- _What the exercise asks_
Show each line below that contains the word "wearing". Case matters.

[Begin Records to use]

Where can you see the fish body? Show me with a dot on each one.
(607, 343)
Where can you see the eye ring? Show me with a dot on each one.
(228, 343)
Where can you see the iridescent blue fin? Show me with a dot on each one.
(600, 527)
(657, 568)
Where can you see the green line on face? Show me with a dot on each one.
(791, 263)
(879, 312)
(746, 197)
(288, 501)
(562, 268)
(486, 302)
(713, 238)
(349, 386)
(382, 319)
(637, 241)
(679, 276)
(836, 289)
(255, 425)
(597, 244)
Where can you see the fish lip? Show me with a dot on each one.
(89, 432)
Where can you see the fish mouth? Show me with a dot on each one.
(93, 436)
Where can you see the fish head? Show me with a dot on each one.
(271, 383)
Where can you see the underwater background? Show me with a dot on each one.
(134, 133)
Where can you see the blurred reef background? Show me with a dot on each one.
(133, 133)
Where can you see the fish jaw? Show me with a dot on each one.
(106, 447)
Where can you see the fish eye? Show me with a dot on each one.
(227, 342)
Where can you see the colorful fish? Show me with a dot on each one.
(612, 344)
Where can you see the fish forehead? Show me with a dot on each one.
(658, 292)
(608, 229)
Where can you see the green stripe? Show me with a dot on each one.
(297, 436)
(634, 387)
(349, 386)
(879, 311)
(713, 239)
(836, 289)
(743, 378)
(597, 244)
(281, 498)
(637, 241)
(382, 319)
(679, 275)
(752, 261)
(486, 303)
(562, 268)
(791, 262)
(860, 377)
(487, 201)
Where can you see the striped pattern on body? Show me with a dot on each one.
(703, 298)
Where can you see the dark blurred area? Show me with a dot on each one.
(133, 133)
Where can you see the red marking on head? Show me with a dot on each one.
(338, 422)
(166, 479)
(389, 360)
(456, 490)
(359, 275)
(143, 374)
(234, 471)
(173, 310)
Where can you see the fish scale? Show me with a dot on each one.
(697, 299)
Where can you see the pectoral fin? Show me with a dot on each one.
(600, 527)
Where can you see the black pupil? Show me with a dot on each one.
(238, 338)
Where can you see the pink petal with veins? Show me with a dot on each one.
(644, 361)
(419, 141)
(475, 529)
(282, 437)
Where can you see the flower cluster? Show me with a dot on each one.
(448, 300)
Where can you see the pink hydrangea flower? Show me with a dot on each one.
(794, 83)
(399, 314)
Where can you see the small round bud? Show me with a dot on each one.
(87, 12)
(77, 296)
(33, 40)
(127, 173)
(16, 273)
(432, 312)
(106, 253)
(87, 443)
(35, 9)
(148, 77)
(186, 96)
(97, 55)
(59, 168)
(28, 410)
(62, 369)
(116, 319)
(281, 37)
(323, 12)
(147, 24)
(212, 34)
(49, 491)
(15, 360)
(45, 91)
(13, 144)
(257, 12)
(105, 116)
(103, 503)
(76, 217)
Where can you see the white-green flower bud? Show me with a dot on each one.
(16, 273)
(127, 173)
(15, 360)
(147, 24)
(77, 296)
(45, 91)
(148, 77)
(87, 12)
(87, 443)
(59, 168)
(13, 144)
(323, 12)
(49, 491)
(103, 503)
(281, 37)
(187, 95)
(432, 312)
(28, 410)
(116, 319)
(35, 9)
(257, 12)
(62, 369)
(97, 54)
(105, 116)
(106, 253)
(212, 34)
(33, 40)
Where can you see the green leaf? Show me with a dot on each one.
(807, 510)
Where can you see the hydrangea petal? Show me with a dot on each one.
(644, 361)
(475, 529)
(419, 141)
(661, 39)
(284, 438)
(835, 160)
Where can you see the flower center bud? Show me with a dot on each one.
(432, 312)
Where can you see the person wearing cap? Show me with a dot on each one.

[End Records to use]
[Begin Records to use]

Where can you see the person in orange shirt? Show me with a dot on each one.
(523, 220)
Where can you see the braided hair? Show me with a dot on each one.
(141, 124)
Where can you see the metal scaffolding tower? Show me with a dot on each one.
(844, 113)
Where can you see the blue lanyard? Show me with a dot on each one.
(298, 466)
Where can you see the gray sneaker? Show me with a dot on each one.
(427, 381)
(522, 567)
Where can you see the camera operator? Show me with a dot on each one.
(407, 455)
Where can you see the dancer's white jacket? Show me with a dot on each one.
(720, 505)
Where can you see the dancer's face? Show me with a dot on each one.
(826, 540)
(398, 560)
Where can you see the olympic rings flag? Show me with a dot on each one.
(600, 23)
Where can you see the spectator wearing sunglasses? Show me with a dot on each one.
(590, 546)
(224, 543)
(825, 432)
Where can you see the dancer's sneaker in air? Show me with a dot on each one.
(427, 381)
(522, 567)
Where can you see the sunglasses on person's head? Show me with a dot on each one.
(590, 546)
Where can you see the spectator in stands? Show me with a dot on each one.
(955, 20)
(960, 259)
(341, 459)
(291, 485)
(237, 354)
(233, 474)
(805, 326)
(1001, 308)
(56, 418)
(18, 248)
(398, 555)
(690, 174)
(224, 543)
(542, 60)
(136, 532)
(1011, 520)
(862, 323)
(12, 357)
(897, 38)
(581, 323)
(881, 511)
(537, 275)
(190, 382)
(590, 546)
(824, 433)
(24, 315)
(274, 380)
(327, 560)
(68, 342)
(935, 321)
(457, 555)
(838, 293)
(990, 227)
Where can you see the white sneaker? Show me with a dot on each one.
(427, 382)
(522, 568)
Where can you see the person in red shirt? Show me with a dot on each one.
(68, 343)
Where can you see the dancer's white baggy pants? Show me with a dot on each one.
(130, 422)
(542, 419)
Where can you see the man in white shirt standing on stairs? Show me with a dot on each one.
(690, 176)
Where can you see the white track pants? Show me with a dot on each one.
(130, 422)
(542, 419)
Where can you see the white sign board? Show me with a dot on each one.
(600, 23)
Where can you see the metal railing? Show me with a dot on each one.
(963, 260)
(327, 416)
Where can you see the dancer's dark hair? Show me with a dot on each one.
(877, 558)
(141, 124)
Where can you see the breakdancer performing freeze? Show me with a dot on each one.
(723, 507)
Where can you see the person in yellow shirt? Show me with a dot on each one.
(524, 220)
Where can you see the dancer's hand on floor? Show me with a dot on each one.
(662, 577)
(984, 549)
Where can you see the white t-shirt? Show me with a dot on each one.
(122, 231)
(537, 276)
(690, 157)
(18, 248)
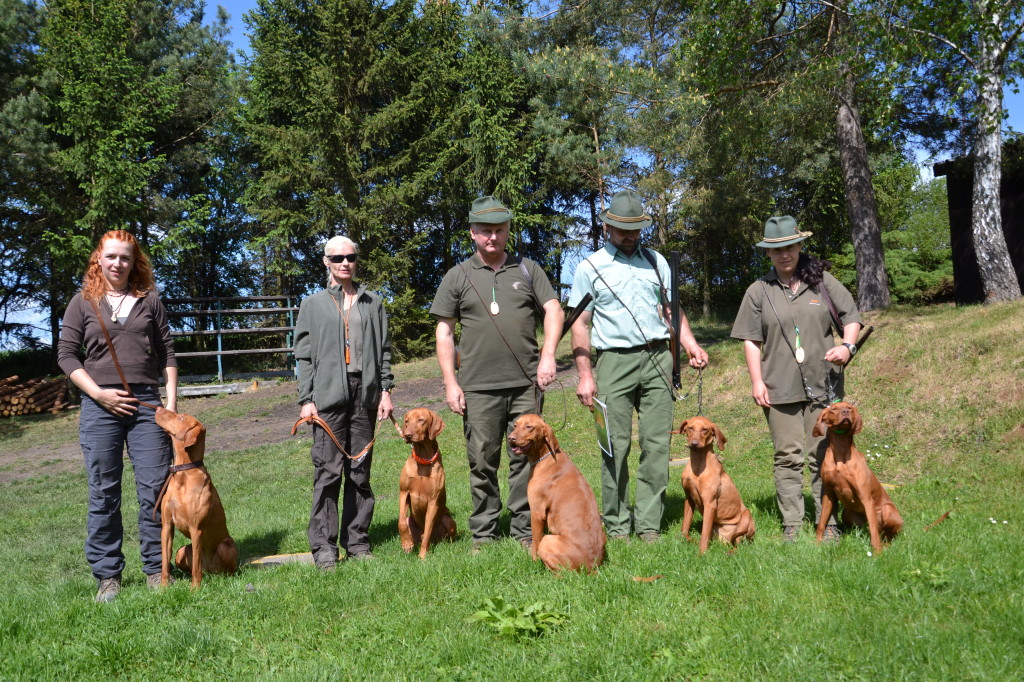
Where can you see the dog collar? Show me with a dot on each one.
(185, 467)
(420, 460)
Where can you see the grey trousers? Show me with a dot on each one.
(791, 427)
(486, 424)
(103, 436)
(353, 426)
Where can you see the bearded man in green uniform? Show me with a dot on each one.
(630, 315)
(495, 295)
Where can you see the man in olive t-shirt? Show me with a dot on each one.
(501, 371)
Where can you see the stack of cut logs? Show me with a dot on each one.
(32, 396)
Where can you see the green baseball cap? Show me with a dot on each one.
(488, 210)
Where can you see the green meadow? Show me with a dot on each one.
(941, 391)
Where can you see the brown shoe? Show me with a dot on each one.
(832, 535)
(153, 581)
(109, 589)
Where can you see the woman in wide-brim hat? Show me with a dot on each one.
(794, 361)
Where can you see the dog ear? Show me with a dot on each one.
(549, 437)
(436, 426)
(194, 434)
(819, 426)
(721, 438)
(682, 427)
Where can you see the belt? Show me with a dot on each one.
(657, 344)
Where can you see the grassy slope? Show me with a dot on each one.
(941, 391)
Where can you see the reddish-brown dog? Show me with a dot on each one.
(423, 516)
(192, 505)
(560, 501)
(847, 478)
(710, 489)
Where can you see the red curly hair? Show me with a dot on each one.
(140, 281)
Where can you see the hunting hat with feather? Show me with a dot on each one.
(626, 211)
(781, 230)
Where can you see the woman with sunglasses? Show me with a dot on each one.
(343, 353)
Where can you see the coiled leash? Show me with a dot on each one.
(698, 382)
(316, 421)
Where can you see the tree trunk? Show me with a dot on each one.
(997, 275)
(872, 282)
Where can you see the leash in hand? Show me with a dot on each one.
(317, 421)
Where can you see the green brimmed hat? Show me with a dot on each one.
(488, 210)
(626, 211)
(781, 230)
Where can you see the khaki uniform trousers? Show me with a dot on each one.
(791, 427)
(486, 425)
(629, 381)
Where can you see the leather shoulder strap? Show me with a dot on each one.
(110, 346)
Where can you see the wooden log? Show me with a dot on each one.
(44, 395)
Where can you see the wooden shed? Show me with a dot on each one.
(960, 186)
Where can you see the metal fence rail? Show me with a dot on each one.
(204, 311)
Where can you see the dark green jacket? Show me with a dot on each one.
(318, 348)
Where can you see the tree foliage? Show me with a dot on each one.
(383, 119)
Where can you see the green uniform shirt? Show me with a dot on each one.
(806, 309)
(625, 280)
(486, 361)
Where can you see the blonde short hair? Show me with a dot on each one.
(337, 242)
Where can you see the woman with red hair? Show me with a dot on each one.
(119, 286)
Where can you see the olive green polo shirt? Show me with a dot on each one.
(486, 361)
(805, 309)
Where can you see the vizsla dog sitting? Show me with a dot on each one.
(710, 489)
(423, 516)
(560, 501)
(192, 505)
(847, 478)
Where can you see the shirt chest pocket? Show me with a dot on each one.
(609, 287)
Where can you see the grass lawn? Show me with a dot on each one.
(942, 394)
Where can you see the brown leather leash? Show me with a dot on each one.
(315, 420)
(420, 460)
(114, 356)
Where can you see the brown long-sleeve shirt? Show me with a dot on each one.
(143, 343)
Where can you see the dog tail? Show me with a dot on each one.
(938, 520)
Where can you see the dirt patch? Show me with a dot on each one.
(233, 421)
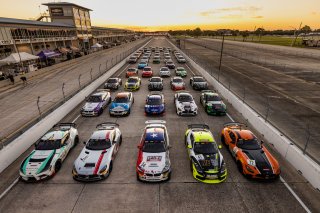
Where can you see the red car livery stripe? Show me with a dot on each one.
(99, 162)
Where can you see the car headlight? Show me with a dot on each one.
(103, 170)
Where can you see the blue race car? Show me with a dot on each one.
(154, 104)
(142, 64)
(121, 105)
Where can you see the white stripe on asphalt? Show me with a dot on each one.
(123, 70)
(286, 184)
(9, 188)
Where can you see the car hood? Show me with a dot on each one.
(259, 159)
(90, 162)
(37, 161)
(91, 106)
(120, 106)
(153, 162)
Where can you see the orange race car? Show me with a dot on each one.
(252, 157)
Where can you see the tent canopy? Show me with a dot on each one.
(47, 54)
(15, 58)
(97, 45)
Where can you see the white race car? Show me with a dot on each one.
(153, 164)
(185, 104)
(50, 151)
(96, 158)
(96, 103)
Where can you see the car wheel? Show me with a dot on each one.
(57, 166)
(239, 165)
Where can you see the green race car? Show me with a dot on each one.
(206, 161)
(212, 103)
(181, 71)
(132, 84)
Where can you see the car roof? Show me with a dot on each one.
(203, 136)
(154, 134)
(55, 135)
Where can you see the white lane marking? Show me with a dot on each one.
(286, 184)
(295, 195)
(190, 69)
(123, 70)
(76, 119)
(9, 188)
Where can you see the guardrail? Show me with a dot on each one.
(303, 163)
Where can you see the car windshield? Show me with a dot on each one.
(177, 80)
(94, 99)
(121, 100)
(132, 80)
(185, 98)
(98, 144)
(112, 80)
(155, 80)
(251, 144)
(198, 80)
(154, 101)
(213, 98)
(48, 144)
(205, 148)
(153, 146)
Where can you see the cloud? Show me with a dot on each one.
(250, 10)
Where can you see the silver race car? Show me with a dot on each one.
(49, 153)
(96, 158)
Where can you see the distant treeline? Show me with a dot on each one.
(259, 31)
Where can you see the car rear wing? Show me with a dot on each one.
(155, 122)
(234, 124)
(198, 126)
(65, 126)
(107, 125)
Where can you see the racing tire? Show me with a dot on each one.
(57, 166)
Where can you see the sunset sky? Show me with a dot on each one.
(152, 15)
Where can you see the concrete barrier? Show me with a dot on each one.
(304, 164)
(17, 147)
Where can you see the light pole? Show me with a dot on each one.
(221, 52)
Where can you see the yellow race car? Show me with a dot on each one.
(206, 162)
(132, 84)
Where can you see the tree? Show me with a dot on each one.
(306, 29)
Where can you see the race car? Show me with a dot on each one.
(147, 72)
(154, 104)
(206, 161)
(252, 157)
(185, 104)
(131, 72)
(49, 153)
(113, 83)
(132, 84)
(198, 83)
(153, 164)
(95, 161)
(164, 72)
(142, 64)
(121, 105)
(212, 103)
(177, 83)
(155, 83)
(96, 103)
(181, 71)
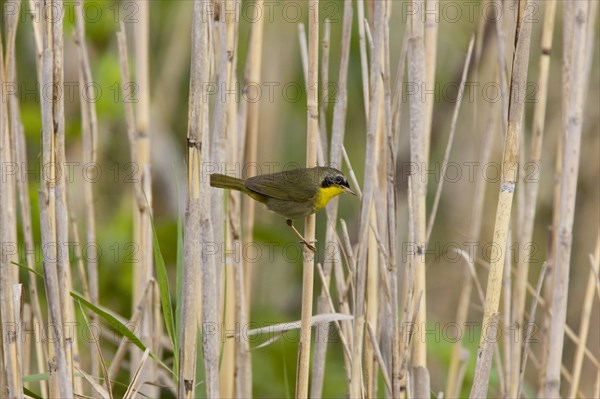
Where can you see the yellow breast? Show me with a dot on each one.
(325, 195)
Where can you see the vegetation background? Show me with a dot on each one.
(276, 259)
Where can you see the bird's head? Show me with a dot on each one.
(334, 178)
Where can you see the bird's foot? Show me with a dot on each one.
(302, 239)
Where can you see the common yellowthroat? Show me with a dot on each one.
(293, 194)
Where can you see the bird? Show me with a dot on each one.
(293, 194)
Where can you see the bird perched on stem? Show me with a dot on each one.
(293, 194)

[End Records to use]

- _Output below_
Where can you see the person wearing cap? Show me with a dot on each one.
Where can you see the spectator wearing sunglasses? Show me with a dot on each one.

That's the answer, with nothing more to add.